**BRANO DA LEGGERE**
Questa cleptocrazia non fu niente altro che l’odierno sistema di prelievo del “pizzo mafioso”: Tu mi paghi e io ti proteggo (da me stesso e dagli altri come me)… Niente di nuovo sotto il sole!

Val la pena riportare alcune parole dello stesso J. Diamond che descrive qualche tratto di una cleptocrazia per render più chiara l’idea:

«…parte dei beni ricevuti dal popolo non venivano ridistribuiti, ma erano consumati dalla casta dominante e da chi lavorava per loro; si trattava allora di un vero tributo, di un precursore delle moderne tasse che fece la sua prima comparsa … Non solo: il capo poteva chiedere (o imporre con la forza, aggiungiamo noi) al popolo anche di partecipare alla costruzione di grandi opere, sia che queste fossero di utilità pubblica… sia che fossero ad uso e consumo della classe alta».

Esattamente questo clima di “servitù” esistette prima che nascesse la Rus’ di Kiev! Oggi noi definiamo una mafia come un potere parallelo “fuori-legge” che agisce all’interno di uno Stato o di una comunità istituzionalmente organizzata. La mafia di oggi non si presenta mai come un potere alternativo a quello esistente, ma come un potere parallelo di sfruttamento delle risorse basato sulla forza, senza mezzi termini, che riconosce e usa comunque il potere dello Stato in cui agisce. Certamente è uno sfruttamento riservato ai componenti di una specie di società segreta in cui i membri sono legati da un patto di sangue irrescindibile e in cui gli errori, le offese, le deviazioni vengono puniti con la vita. 

è un regime, in altre parole, come quello che leggiamo sui giornali quando si parla di mafia e di ‘ndrangheta o che vediamo nei film, a Chicago al tempo di Al Capone e di Dillinger, a New York ieri o in Sicilia e in Russia ancora oggi. E non è solo un parallelismo storico che io faccio, ma la constatazione di una realtà ben caratterizzata mille e più anni fa e che probabilmente si è conservata fino ad oggi, con tutti gli ammodernamenti necessari.

Come la mafia moderna si annuncia, prima con la minaccia e il saccheggio (oggi si usa una bomba o una tanica di benzina e il furto con “sfregio” dei locali), poi con le minacce ai congiunti e con il rapimento dei figli e solo alla fine si presenta lo “scagnozzo” che viene ad assicurare la “protezione”, se si paga la tangente adeguata, così fecero i Variaghi, fra il IX e il X secolo.

**COSA FARE**
Trascrivi senza modifiche, dal brano sulla cleptocrazia e la mafia, il tratto che va da "è un regime, in" fino a "il X secolo." compreso. Le righe riportate qui non hanno alcun ruolo in questo esercizio.

**DATI RACCOLTI**
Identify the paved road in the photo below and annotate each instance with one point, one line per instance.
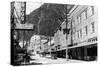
(44, 60)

**RISULTATO ATTESO**
è un regime, in altre parole, come quello che leggiamo sui giornali quando si parla di mafia e di ‘ndrangheta o che vediamo nei film, a Chicago al tempo di Al Capone e di Dillinger, a New York ieri o in Sicilia e in Russia ancora oggi. E non è solo un parallelismo storico che io faccio, ma la constatazione di una realtà ben caratterizzata mille e più anni fa e che probabilmente si è conservata fino ad oggi, con tutti gli ammodernamenti necessari.

Come la mafia moderna si annuncia, prima con la minaccia e il saccheggio (oggi si usa una bomba o una tanica di benzina e il furto con “sfregio” dei locali), poi con le minacce ai congiunti e con il rapimento dei figli e solo alla fine si presenta lo “scagnozzo” che viene ad assicurare la “protezione”, se si paga la tangente adeguata, così fecero i Variaghi, fra il IX e il X secolo.